Extracted records:
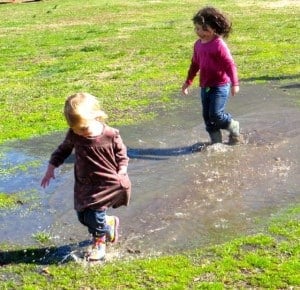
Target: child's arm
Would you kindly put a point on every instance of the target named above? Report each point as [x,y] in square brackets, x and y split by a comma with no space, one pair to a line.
[192,72]
[121,154]
[48,175]
[57,158]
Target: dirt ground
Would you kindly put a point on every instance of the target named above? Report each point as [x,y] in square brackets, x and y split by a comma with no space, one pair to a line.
[185,194]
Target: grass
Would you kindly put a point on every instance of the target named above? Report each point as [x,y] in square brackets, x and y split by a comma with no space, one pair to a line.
[268,260]
[133,55]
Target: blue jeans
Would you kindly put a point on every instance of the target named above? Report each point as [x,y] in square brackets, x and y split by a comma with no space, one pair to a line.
[95,221]
[214,101]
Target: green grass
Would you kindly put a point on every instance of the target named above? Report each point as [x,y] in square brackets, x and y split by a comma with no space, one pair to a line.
[133,55]
[268,260]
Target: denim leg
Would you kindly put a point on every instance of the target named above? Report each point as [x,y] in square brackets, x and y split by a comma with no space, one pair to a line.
[214,102]
[95,221]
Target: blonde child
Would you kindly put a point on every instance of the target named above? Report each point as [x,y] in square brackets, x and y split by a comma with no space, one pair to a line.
[100,169]
[218,73]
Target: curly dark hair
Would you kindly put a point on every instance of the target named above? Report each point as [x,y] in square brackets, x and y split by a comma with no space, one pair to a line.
[209,16]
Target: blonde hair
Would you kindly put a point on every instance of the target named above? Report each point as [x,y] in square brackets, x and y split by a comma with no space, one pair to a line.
[81,107]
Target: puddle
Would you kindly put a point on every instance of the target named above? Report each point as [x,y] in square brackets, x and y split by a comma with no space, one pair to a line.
[185,195]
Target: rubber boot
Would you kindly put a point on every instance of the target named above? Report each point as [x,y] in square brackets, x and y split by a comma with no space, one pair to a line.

→ Task goal: Please rewrite all the entries above, swapping "Would you kindly" for "Can you" everywhere it appears and changing nothing else. Leave the pictures out of your answer.

→ Written reply:
Target: child's arm
Can you put a point on every instance of the target named above? Report each point as [x,y] in square brackets, x and y split by a comma with no space, one pair to a line.
[192,72]
[121,154]
[48,175]
[57,158]
Target: dirt ground
Can you put a point on every instance of the target named above? Report each point as [x,y] in square brackets, x and y split by a comma with no space, one pair to a line.
[185,194]
Target: grass
Can you put a point on every instance of the target named above? Report each point as [x,y] in square brackets, x and y split by a comma with no space, one pair to a line.
[268,260]
[133,55]
Target: blue jeans
Can you put a point on every instance of the target named above? Report each point as [x,y] in square brackets, x and y split by a comma with no space, one pair to a line.
[95,221]
[214,101]
Target: green grass
Can you put a point on every instance of the target named above? Report each point as [x,y] in square brackets, x and y split by a comma with no space, one pair to a line.
[133,55]
[268,260]
Target: denim leg
Can you put a point on every instance of the target named above? Report each point as [x,y] in square brackets, x and y split by a comma with no space, one pair to a line.
[214,102]
[95,221]
Target: blonde child
Can you put a point on every instance of the target named above? Report each point as [x,y] in square brackets, x and y split by a comma with no space, one pair to a line.
[100,169]
[218,73]
Target: curly dark hair
Can you put a point on every instance of the target named above? Report each point as [x,y] in square brackets, x and y split by a comma with no space, one pair to a line.
[209,16]
Target: blonde hair
Can you put a point on every instance of the target named above? Report each point as [x,y] in square brackets, x and y split by a comma with no space, one pair to a line.
[81,107]
Target: puddle
Can you put a point on every instance of the target named above? Report each point as [x,y] in square brackets, x and y split by a comma with no space, one pair to a line.
[185,195]
Target: rubber boot
Can you put a point on every instance of the target named above? Report each point as [x,y] in square brackets, x and y split by a comma with no space, one pair to a line.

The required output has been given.